Exercise details:
In the records below, rewrite the lines as a numbered list, beginning with the line that contains "Exercise. Put one point on each instance of the wooden plank" and continuing through the line that contains "point(242, 243)". Leave out blank lines and pictures.

Point labeling records:
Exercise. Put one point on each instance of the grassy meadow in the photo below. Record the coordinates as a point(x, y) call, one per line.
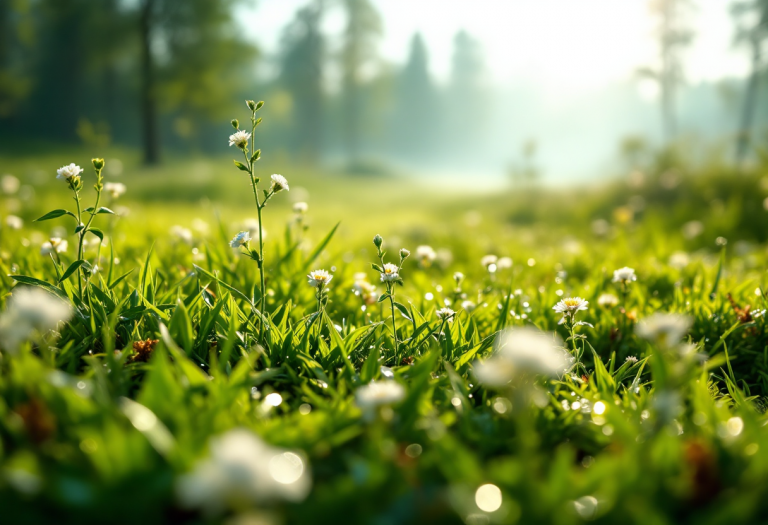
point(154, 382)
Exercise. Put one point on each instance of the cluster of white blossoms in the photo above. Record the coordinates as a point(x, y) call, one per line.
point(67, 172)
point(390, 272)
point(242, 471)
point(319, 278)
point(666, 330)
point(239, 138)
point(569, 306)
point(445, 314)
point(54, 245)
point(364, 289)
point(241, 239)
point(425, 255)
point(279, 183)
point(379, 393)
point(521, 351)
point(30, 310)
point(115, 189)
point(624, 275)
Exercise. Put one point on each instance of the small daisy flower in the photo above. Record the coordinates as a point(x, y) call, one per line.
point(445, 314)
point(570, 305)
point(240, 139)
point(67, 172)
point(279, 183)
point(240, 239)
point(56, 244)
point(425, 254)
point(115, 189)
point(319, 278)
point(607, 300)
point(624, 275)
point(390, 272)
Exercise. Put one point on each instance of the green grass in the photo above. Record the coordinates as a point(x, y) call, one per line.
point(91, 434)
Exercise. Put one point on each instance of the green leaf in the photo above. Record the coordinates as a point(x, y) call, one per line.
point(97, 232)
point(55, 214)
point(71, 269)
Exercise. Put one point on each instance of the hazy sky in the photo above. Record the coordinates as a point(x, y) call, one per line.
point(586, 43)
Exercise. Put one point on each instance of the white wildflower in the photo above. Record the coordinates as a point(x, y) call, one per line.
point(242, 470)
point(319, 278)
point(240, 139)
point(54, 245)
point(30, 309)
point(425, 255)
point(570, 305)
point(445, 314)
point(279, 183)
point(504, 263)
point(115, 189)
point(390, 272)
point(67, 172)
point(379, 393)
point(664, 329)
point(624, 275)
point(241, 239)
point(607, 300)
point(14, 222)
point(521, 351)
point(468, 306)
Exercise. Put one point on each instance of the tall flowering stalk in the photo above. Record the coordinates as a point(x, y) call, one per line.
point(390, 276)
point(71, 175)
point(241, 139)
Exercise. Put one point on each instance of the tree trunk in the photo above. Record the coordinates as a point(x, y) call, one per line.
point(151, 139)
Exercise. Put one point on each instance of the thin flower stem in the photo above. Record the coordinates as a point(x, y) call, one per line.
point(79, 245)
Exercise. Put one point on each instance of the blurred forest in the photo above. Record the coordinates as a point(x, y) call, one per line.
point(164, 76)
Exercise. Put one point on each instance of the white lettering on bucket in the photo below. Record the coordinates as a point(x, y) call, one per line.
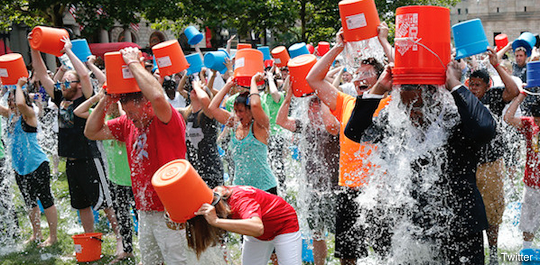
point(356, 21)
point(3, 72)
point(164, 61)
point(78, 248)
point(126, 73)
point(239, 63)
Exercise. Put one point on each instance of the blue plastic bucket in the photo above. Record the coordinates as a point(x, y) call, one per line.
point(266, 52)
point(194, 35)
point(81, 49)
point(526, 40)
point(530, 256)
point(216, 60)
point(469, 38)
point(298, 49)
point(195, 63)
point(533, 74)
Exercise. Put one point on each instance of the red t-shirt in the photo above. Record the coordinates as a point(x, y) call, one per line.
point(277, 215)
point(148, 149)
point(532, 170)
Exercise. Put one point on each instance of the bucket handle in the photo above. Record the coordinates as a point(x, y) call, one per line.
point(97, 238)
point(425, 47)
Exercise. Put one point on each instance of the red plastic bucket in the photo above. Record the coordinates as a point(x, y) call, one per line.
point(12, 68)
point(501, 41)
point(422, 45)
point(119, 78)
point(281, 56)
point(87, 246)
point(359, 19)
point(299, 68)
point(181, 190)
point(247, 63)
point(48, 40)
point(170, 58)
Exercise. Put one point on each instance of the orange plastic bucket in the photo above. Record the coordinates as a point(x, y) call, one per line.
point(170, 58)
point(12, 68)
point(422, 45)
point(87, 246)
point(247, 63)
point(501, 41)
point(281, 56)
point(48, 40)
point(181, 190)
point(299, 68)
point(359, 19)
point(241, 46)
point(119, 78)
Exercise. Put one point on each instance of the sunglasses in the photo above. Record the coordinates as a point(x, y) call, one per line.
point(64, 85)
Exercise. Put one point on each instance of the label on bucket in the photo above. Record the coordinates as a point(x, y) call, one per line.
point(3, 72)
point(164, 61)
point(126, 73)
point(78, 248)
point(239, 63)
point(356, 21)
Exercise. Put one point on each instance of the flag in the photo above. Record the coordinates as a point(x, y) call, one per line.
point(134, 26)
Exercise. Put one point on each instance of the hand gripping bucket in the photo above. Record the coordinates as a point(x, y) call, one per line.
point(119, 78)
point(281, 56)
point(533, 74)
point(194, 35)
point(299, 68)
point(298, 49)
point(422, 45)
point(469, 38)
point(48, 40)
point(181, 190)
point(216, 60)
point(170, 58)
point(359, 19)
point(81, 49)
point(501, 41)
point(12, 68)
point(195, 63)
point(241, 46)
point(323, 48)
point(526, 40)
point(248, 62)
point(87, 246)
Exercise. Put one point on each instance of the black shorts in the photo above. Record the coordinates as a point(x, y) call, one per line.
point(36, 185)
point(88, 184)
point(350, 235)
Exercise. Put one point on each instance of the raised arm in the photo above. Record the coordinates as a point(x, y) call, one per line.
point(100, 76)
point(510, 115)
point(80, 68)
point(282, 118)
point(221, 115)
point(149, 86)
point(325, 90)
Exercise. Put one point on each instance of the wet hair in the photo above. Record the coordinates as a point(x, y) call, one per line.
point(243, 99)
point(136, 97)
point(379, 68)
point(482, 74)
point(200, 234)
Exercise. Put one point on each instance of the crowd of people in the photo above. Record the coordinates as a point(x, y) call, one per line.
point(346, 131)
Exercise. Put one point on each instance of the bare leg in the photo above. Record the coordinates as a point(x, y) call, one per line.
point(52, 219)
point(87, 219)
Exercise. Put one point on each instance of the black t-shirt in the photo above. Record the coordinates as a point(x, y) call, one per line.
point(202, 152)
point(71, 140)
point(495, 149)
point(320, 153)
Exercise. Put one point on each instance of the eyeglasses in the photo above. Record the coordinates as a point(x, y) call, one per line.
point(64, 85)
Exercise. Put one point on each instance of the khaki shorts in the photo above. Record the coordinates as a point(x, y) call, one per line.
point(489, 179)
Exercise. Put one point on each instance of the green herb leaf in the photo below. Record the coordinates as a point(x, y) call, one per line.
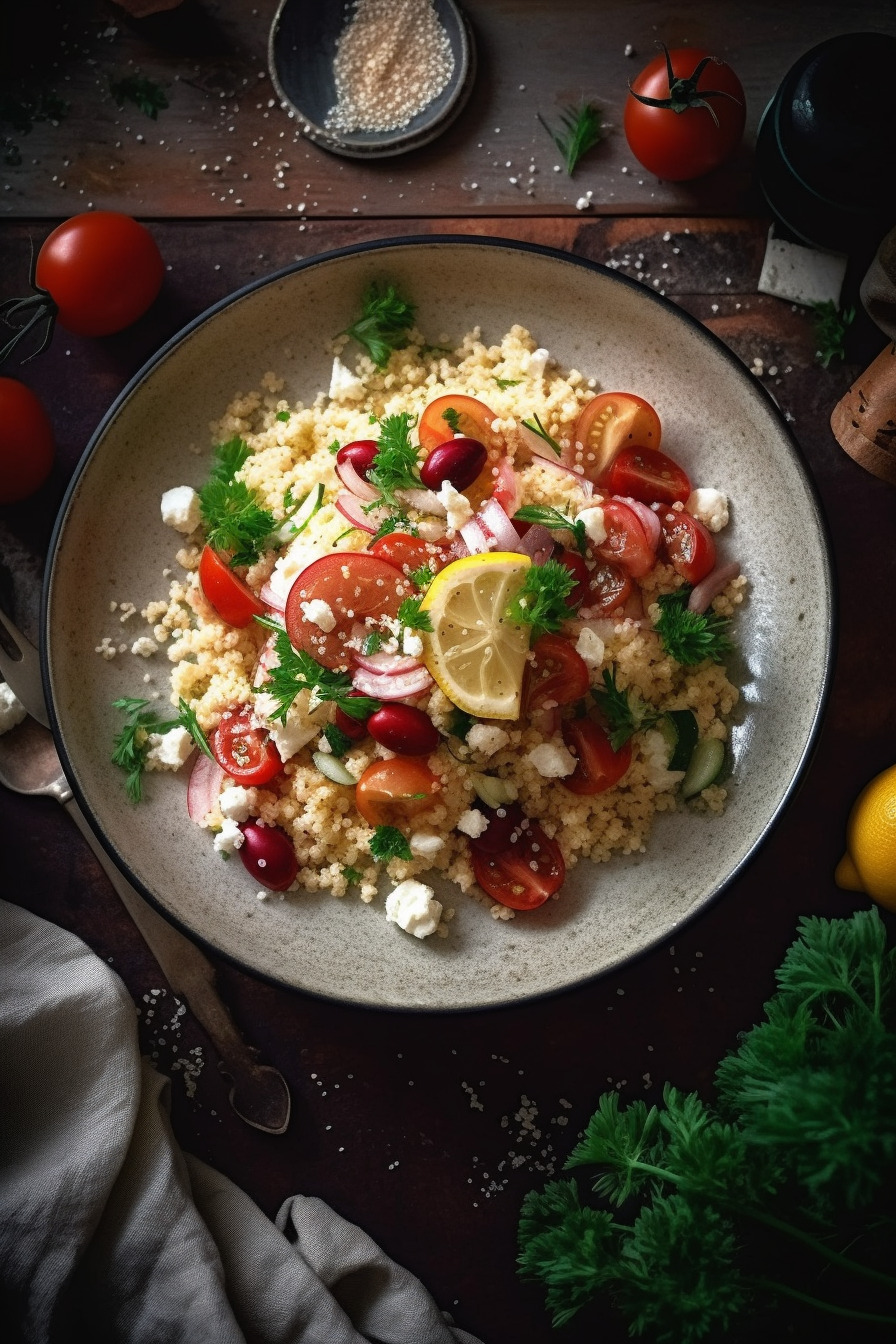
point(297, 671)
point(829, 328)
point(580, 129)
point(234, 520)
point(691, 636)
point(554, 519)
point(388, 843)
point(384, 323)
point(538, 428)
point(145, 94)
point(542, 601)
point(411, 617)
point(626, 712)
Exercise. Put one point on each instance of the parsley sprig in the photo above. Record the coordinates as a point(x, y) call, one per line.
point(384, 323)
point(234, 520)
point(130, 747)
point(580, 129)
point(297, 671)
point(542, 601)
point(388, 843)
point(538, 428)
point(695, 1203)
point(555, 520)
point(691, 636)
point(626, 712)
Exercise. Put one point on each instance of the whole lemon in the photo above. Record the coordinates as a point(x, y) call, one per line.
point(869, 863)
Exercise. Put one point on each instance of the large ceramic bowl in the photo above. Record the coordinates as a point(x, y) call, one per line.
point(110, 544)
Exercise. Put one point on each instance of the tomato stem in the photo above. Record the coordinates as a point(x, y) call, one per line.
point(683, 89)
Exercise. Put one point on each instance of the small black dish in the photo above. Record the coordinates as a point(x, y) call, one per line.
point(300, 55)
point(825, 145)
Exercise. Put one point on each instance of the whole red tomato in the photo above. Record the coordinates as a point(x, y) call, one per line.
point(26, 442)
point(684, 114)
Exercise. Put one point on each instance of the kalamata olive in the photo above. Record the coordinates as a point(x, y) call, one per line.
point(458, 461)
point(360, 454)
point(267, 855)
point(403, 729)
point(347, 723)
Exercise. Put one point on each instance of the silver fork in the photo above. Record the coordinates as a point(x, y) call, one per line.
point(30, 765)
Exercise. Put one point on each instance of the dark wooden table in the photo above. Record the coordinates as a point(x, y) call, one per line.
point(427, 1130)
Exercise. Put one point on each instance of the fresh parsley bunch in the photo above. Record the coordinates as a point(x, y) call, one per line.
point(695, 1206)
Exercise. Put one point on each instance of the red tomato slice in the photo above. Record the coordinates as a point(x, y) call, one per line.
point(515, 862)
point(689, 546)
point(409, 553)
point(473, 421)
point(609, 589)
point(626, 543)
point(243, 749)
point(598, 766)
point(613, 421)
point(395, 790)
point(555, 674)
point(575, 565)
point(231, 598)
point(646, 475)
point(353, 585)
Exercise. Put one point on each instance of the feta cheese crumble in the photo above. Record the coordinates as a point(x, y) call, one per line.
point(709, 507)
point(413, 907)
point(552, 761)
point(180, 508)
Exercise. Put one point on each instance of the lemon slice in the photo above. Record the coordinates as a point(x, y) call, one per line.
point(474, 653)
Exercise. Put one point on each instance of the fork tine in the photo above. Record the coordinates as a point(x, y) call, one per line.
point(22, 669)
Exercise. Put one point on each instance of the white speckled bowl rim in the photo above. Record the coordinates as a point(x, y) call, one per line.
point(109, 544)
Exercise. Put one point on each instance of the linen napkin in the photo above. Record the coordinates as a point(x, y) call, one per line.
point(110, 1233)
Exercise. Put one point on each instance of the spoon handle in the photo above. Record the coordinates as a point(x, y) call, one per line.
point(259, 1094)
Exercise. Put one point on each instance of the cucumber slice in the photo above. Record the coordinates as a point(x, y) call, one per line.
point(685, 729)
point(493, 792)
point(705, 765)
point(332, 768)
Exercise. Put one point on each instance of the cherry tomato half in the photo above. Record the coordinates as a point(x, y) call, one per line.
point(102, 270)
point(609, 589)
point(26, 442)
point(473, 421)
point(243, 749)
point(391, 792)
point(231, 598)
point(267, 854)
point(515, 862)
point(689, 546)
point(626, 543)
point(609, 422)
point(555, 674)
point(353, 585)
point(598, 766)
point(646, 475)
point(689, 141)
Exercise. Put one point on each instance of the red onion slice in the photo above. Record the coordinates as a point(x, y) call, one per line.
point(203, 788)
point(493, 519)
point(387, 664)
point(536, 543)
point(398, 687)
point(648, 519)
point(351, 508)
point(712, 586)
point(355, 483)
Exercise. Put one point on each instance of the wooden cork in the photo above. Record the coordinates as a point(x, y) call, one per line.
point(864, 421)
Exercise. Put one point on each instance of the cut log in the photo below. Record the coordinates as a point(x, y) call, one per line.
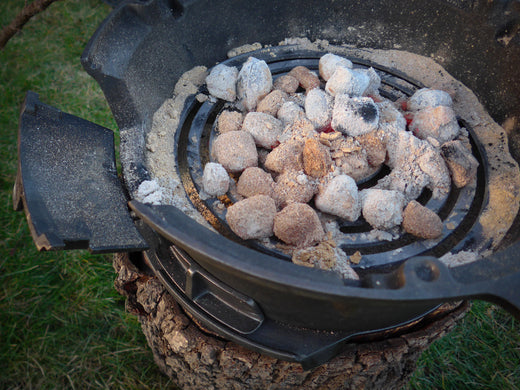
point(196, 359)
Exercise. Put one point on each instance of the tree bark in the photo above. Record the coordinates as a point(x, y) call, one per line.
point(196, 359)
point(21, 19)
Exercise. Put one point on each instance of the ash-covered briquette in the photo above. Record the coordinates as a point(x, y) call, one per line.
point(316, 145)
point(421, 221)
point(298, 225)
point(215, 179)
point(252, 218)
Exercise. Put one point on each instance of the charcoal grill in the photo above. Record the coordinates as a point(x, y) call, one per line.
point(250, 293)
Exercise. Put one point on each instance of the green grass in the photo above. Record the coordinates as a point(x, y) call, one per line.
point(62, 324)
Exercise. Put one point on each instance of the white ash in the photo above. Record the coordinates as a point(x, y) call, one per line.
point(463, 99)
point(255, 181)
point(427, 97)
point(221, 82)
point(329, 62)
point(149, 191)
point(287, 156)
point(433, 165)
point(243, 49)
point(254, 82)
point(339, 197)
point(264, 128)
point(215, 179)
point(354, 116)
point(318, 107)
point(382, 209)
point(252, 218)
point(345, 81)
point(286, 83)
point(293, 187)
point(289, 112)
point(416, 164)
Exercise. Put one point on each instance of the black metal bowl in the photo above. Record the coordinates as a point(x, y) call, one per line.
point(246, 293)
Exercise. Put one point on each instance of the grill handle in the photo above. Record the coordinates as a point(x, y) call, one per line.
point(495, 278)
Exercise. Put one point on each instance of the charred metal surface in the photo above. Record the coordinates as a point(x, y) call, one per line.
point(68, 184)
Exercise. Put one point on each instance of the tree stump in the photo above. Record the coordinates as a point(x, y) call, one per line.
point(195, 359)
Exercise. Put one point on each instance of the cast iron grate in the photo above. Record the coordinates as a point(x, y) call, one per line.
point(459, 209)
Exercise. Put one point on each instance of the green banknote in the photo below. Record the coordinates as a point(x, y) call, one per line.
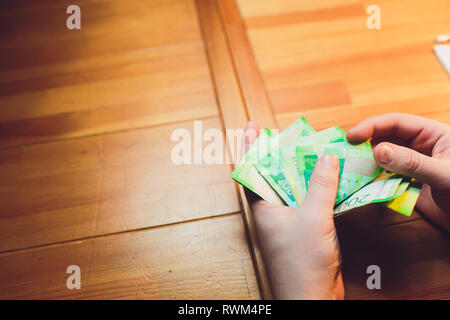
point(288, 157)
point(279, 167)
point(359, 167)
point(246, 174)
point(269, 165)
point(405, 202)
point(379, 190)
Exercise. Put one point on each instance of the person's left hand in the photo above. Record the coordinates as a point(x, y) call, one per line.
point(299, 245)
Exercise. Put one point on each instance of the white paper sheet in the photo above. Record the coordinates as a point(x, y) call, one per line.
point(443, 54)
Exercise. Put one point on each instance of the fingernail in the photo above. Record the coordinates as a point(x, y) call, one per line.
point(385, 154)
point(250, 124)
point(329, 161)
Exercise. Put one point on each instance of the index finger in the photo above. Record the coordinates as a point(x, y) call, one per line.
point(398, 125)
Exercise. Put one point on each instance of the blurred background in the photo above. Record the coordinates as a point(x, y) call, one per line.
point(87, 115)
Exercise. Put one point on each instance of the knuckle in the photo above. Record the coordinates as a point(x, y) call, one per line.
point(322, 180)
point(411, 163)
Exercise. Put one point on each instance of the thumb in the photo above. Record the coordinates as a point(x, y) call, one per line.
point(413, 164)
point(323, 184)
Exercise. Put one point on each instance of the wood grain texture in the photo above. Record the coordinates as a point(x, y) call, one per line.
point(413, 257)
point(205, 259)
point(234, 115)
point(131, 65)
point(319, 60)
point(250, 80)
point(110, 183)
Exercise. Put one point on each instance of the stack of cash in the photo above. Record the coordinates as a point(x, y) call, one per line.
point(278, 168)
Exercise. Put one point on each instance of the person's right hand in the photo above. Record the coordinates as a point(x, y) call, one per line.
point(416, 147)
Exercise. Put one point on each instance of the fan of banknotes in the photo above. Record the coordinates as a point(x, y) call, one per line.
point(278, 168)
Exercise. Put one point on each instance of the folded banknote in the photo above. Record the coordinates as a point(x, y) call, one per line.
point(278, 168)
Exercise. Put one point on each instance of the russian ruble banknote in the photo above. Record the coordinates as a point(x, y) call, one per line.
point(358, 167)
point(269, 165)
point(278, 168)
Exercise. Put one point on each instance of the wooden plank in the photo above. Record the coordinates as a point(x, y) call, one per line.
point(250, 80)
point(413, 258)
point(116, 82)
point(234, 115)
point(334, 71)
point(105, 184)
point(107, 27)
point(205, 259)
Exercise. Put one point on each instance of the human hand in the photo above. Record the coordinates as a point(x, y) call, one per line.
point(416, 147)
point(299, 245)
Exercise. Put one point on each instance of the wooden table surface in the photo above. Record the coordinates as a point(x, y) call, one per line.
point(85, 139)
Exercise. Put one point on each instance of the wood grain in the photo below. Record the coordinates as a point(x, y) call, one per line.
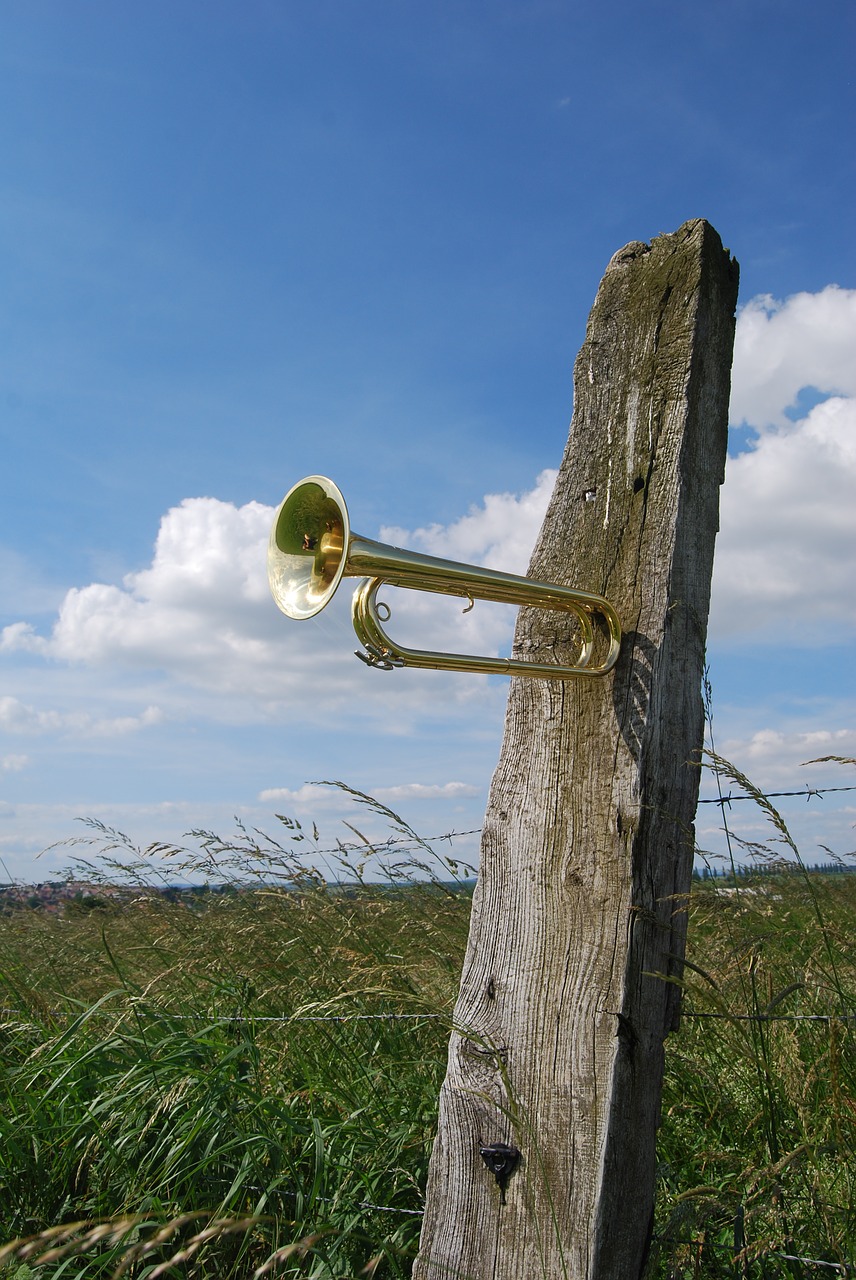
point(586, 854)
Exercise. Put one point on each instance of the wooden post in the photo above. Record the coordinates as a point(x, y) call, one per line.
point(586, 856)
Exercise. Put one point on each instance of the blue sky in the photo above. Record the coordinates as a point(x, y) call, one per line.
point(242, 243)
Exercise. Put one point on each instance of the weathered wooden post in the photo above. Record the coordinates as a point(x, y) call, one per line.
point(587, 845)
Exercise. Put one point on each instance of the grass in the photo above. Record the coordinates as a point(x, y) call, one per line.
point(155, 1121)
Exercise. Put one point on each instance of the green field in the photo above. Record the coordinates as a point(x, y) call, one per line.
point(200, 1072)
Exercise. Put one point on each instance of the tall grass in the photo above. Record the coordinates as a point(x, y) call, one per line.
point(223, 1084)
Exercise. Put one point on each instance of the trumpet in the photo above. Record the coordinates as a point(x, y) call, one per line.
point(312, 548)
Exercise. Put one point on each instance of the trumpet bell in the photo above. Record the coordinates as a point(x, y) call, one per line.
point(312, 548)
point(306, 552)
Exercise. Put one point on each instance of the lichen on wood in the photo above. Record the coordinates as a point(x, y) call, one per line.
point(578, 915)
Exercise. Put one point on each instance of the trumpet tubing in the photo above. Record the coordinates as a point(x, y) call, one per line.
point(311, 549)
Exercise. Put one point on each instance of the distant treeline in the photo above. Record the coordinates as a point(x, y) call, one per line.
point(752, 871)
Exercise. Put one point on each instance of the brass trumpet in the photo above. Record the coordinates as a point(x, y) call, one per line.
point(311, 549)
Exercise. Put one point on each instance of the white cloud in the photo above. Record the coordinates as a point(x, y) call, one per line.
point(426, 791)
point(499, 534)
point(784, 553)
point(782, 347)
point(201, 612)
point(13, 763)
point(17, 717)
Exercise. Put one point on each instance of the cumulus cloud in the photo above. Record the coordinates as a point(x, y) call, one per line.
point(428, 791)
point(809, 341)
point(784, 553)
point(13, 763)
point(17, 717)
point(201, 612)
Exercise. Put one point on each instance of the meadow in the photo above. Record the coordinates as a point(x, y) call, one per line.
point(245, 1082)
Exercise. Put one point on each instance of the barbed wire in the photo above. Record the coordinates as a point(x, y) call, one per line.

Exercise answer:
1. Exercise. Put one point on each instance of the wooden plank in the photo above. Record the coordinates as a point(x, y) call, one per line.
2. point(250, 80)
3. point(413, 258)
4. point(116, 82)
5. point(234, 115)
6. point(334, 71)
7. point(105, 184)
8. point(107, 27)
9. point(205, 259)
10. Exercise. Put one point on each instance of the human hand in the photo above. Record the coordinates as a point(x, y) call, one per line.
11. point(416, 147)
12. point(299, 245)
13. Exercise. Put one point on each instance of the wooden table surface in the photo above. Record the coordinates as a point(x, y) call, one per line.
14. point(85, 139)
15. Exercise. Put one point on each instance of the wood grain in the photo below. Record the coordinates as a point(x, y) call, one per line.
16. point(586, 854)
17. Exercise. Put one point on each instance of the wooden post in the photo above. Record the coordinates as a point(x, y) call, one per line.
18. point(586, 856)
19. Exercise. Put one point on each instance of the blue sky in the photo above. Record the coordinates as a point(x, y) call, one per line.
20. point(242, 243)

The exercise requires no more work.